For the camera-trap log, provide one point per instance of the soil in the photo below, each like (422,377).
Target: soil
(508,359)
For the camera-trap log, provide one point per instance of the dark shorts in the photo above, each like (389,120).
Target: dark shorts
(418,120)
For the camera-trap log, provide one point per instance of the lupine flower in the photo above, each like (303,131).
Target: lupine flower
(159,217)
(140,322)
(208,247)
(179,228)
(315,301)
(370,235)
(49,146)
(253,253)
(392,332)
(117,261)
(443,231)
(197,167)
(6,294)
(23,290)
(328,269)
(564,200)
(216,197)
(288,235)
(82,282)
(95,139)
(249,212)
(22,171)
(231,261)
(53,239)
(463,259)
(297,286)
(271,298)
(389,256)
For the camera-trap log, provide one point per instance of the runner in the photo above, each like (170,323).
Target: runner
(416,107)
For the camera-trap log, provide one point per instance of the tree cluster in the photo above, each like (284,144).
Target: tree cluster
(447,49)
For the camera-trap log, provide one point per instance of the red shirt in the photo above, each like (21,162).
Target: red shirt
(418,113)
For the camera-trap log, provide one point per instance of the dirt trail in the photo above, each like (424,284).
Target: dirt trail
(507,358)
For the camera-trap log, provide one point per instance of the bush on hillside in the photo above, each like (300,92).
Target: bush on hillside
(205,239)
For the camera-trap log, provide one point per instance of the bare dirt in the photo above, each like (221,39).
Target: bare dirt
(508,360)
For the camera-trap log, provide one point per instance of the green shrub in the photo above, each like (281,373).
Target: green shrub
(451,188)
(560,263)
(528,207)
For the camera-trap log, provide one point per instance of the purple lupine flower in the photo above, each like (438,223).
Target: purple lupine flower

§ YOUR OBJECTIVE
Write out every entry again, keeping each line exactly the same.

§ SOLUTION FOR THIS TASK
For the camera-trap log, provide one point per instance of the soil in the photo below, each like (422,377).
Target: soil
(508,359)
For the camera-trap log, provide one point per instance of the dark shorts in the photo above, each like (389,120).
Target: dark shorts
(418,120)
For the camera-trap log, provide one point per instance of the lupine flower in the photo above, each like (303,131).
Target: lupine flower
(159,217)
(140,322)
(208,247)
(179,228)
(315,301)
(370,235)
(49,146)
(253,253)
(392,332)
(117,261)
(443,231)
(197,167)
(6,294)
(23,290)
(328,269)
(564,200)
(216,197)
(288,235)
(82,282)
(95,139)
(249,212)
(22,171)
(231,261)
(53,239)
(463,259)
(297,286)
(271,298)
(389,256)
For the camera-trap log, provide one point per instance of the runner in the photo above, each like (170,323).
Target: runner
(416,107)
For the camera-trap log, provide one point per instance of the tree cluster in the photo above, each like (284,144).
Target: tree cluster
(447,49)
For the camera-trap log, provide one point per instance of the red shirt in the photo above, each like (21,162).
Target: red shirt
(418,113)
For the camera-trap log, provide one point per instance of the dirt trail in the photo above, each like (424,284).
Target: dirt trail
(507,358)
For the camera-trap log, provide one point per instance of the bush on hillside in the photo above, each like (300,92).
Target: bush on hillside
(205,239)
For the camera-trap log, provide one point per instance of the bare dirt in the photo above, each like (221,39).
Target: bare dirt
(508,360)
For the camera-trap log, provide one point per instance of the green shrub in the photo above, each like (281,373).
Target: green shrub
(451,188)
(560,263)
(528,207)
For the camera-trap log, provide one point per instance of the purple lupine flower in the photo above, each like (438,223).
Target: purple lupine flower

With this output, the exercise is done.